TASK: For this exercise, transcribe all the entries exactly as given and omit the images.

STUDY MATERIAL:
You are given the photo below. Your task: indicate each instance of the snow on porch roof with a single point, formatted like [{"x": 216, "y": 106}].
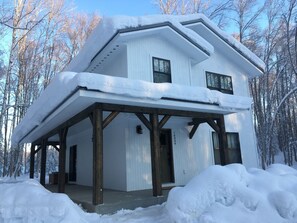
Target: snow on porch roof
[
  {"x": 65, "y": 83},
  {"x": 109, "y": 27}
]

REPLY:
You are given the photo below. Your task: indicate each instance of the snow on porch roof with a single point, formatted like [{"x": 216, "y": 106}].
Target: snow on porch roof
[
  {"x": 65, "y": 83},
  {"x": 109, "y": 27}
]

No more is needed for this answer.